> _SOAL LATIHAN_
Tolong tuliskan lanjutan kutipan tentang prakondisi negara pembelajar di bawah ini, mulai setelah kalimat terakhirnya.

Maka ‘negara pembelajar’ paling tidak perlu prakondisi politis, teknis, dan sosial. Kapitalisme liberal a la abad 18-19 telah membangkitkan reaksi yang paling tidak muncul dari ‘gerakan’ yang di kemudian hari sering disebut sebagai ‘sosialisme utopia’. ‘Prakondisi sosial’ perlahan mulai menggeliat. Tetapi belum menemukan ‘prakondisi teknis’ yang efektif dalam mendukung ‘perjuangan’: “tanpa teori revolusioner, tidak akan pernah ada gerakan revolusioner”. Ditegaskan lagi oleh Abraham J. Heschel dalam Who Is Man? (1965): “Teori tentang bintang tidak akan mengubah esensi tentang bintang, tetapi teori tentang manusia bisa mengubah manusia secara eksistensial.” Titik berangkat Marx pada dasarnya tidak jauh berbeda dari para pejuang ‘sosialisme utopia’: berangkat dari perspektif korban, dalam hal ini korban dari sik-pemilik kapital saat itu. Korban jelas adalah pihak yang kurang atau bahkan tidak berdaya. Atau dibuat tidak berdaya. Atau kalau dalam istilah si-Bung, yang serba kecil-kecil. Jika itu ‘ditempatkan’ setelah Revolusi Perancis (1789-1799), itu semua ada di sebelah kiri. Jadi salah besar jika ‘yang kiri’ itu isinya hanya komunisme saja.
Dari hal-hal di atas paling tidak bisa mulai dibayangkan bahwa ‘prakondisi politis’ di ranah negara bukanlah soal ‘maksud baik’. Pengalaman ‘fatal’ bertahun terakhir ketika propaganda ‘orang baik’ begitu masifnya, ternyata justru menjerumuskan republik habis-habisan. Faktanya malah jadi rusak-rusakan. Karena bagaimanapun juga ia -kekuasaan, begitu dipengaruhi oleh hasrat menumpuk, hasrat untuk akumulasi. Terutama akumulasi kekayaan, dan juga akumulasi kekuasaan, kenikmatan, segala ke-megalo-mania-an. Mengandalkan ‘maksud baik’ dalam arti mampu mengendalikan hasrat secara sendiri-mandiri menjadi terlalu riskan bagi hidup bersama. Ia mesti ‘dipaksa’ masuk ranah ‘hasrat vs hasrat’ (‘agere contra’), atau tegasnya harus ada control. Harus ada yang menjadi ‘lawannya’ sehingga tidak menjadi ugal-ugalan. Harus ada yang berperan sebagai ‘devil’s advocate’ sehingga tidak ada yang merasa sebagai satu-satunya sik-‘advocatus dei’. Adanya ‘lawan’ itulah yang akan menjadi ‘prakondisi politis’ untuk terbangunnya ‘lembaga negara pembelajar’.

> _DAFTAR YANG DITAMPILKAN_
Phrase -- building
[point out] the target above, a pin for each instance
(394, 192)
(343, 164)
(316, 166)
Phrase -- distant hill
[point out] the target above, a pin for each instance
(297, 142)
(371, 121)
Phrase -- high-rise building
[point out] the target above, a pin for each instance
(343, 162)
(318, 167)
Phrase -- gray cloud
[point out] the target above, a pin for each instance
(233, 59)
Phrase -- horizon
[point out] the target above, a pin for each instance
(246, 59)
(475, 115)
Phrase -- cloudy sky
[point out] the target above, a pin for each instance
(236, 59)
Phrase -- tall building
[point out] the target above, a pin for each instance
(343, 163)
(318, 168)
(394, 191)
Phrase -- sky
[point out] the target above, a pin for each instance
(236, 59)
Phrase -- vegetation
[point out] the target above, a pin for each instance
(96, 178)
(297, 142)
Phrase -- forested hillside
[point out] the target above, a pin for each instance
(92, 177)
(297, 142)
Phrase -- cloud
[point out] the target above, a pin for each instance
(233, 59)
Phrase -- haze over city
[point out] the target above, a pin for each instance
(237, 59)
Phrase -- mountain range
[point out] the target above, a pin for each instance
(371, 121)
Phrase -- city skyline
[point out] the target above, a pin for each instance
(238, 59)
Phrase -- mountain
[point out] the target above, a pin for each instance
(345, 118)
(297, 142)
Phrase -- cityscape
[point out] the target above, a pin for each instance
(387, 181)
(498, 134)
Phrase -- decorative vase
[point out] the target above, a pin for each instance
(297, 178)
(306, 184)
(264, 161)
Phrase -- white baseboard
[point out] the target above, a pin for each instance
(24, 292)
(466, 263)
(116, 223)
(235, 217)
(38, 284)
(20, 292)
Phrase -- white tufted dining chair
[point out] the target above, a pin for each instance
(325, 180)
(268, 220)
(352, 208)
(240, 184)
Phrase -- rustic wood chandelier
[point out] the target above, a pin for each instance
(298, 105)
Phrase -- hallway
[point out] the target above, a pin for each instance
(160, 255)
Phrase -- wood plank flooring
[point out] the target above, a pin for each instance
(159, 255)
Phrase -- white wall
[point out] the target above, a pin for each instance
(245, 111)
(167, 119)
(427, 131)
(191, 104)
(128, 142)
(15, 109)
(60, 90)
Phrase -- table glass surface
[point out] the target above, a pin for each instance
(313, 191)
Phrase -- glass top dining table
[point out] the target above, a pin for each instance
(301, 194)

> _JAWABAN LATIHAN_
Bertahun terakhir khalayak kebanyakan menjadi saksi betapa telanjang hancurnya ‘negara pembelajar’. Tidak hanya justru menjadi aktif-agresif menyingkirkan ‘lawan’ tetapi sekaligus juga menutup telinga, mbudeg, terhadap bermacam kritik masukan: sebuah ‘amuk elit’ dalam membunuh ‘negara pembelajar’.[1] Bukan ‘negara pembelajar’ yang terbangun tetapi justru ‘negara toksik’, bahkan tidak hanya toksik dalam pengelolaan negara, tetapi juga aktif-agresif dalam menyebarkan ‘toxic culture’ terutama melalui tangan-tangan pihak-pihak yang ‘tersandera kasus’ atau ‘tersihir-termakan’ nikmatnya uang. Ya, ada dalam bagian sadar bahwa ‘mereka-mereka’ memang dengan sengaja merusak peradaban dengan menebar bermacam ‘toxic culture’ itu. Mengapa ini semua dilakukan? Penguasaan! Penguasaan terhadap alam semesta, dalam hal ini republik dengan segala isinya, dan juga tentu: manusia-manusianya.
Krisis modernitas gelombang ketiga menurut Leo Strauss adalah fasisme. Dan fasisme dalam hal ini adalah hasrat tidak terbendung lagi untuk menguasai manusia lain dan alam semesta. Penguasaan atas manusia dan alam semesta. Se-abad lalu, fasisme seperti ini akhirnya mendorong pecahnya Perang Dunia II, dengan segala akibat mengerikan.
Maka kita harus hati-hati dengan banyak ditampilkannya ‘model-model’ yang jauh dari keberpikiran dan lebih menampilkan diri sebagai ‘yang berangasan’. Bukan soal ‘sok-pintar’ atau sekitar-sekitarnya, bukan juga ‘sok-intelek’ atau sekitar-sekitarnya, tetapi dengan terbunuhnya akal sehat maka fasisme akan mempunyai kesempatan lebih untuk berkembang. Termasuk juga ketika ‘negara pembelajar’ itu semakin sekarat. Banality of evil yang disebut Hannah Arendt itu mempunyai ‘syarat mutlaknya’: ketidak-berpikiran.[2] *** (11-10-2025)
[1] Hari-hari ini, terkait dengan pelaksanaan program MBG dan Kopdes itu bisa menjadi salah dua ‘patok duga’ apakah ‘negara pembelajar’ sudah mulai menampakkan diri atau sama saja, business as usual.
[2] Ketidak-berpikran yang dalam banyak hal adalah juga soal etika. Etika yang akan selalu lekat dengan hal timbang-menimbang itu. Termasuk tidak mbudeg, mau mendengar, sebagai bagian dari hal timbang-menimbang.